> _Extracted entries_:
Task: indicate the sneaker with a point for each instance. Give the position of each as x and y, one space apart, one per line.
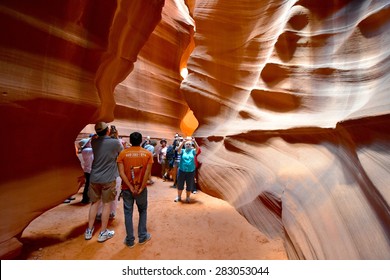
88 233
148 237
85 201
104 235
131 245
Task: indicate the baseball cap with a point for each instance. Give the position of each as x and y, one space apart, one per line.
100 126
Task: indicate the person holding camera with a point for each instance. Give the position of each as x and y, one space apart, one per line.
187 168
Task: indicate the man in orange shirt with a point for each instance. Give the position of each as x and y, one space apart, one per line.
135 165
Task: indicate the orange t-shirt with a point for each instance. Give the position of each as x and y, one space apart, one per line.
137 159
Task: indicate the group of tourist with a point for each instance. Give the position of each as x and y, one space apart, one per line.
113 164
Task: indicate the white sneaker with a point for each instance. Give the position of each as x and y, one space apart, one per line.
88 233
104 235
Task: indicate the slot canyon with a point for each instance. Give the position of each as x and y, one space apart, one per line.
289 101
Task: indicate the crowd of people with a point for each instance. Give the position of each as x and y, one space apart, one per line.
114 168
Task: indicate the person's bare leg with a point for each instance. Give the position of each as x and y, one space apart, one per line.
92 213
105 216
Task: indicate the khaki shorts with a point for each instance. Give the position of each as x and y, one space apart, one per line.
106 192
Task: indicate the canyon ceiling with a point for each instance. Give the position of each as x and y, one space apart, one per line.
289 100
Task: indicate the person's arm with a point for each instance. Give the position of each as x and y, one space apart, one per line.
121 169
180 147
196 145
146 178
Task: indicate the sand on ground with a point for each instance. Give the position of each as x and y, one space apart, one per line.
207 228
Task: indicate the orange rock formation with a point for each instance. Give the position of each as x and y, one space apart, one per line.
290 99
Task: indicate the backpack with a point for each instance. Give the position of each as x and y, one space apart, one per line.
170 155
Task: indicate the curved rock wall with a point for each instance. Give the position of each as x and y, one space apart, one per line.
291 99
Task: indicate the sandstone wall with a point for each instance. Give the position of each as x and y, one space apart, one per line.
292 100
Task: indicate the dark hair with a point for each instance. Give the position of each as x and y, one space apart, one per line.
135 139
103 132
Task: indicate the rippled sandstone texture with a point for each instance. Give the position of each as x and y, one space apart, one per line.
292 100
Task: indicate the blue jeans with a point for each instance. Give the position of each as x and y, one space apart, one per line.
142 204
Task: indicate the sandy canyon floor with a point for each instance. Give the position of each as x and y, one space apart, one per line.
207 228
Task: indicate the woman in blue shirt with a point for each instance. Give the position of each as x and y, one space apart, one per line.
186 170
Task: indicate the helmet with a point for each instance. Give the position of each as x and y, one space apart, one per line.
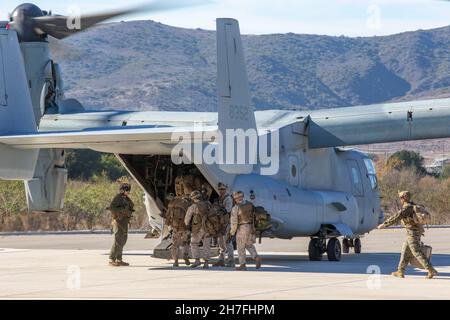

> _Your objective_: Output each line above exactly. Skip the images.

> _Answer section_:
Task: indicate the sneaker with a point for each instance. Give the position of each as x and y, one space apart, one per line.
88 233
148 237
85 201
104 235
131 245
Task: indicate the baseball cap with a point for each instance. Give the position of each as x and y, one space apart, one per line.
100 126
Task: indicate the person holding camera with a point for each instance. Give the position of each as x and y, one space apart, one per line.
187 168
Task: indicate the man in orange shirt with a point for each instance. Give the position of each as x and y, one space apart, one per line.
135 165
Task: indicate the orange t-shirt with a point for each instance. Give the position of each as x and y, one space apart, one per line.
137 159
Task: indicate the group of tourist with a point for each instance. Give the position of each as x and y, one space apart, one per line.
113 164
Task: indicate the white sneaker with a point for each instance. Give the position of each as x and y, one space apart, one per line.
88 233
104 235
Task: indicate the slot canyon with a point for each instance. Give the position of each as x and y, one space apart, one per line.
289 101
Task: indicate the crowd of people with a point for each instance. Give the position of each as x and y, one space apart, one per line.
114 168
Task: indicate the person's bare leg with a point for each instance. Give the position of each as x and y, one space apart, one per line.
92 213
105 216
Task: indicate the khaki shorts with a point for each instance. Give the position of each as x and y, one space apart, one per line.
106 192
Task: indicate the canyon ceiling with a point for each instance. Give the position of each as x and y, one space apart, one per line.
289 100
Task: indicate the person's arm with a point for each instance. Give the position of each as x and y, one space apart, one per line.
121 169
180 147
196 145
146 178
Task: indicate the sand on ground with a point for each instance. Give the position of each as x and y, one space apart, one per line.
207 228
Task: indicate the orange rock formation with a point for each instance. Give the position of each as x and y, one space apart, one per line.
290 99
Task: indicate the backpack with a point for each instance. Give the position of each as x and y, one space apart, one per line.
170 155
Task: indicate the curved rock wall with a point for each instance. Give the position of each as x and y, one space apart, one per line.
291 99
Task: indicate the sandstone wall with a point for each instance. Give the position of each as x and y, one space apart, one per line.
292 100
Task: indicate the dark hair with a point for each instance. Give the position of each as x and y, one space apart, one per line.
135 139
103 132
Task: indicate the rippled sandstone texture with a point for each instance. Give the position of each as x and y, one space apart, one per line.
292 100
Task: indicate the blue jeans with a point for each instance. Give the position of each as x and y, one space apart, one per line.
142 204
Task: indicate the sandy canyon floor with a point for each instance. Give the position of each as x and y, one space apart, one per line.
207 228
Task: indicate the woman in blue shirt with a point for each instance. Give the position of each as x and y, one space apart, one per line.
186 170
Task: indicate the helmet with a point for each instance. Give the position of each as x and y, one space apart, one per line.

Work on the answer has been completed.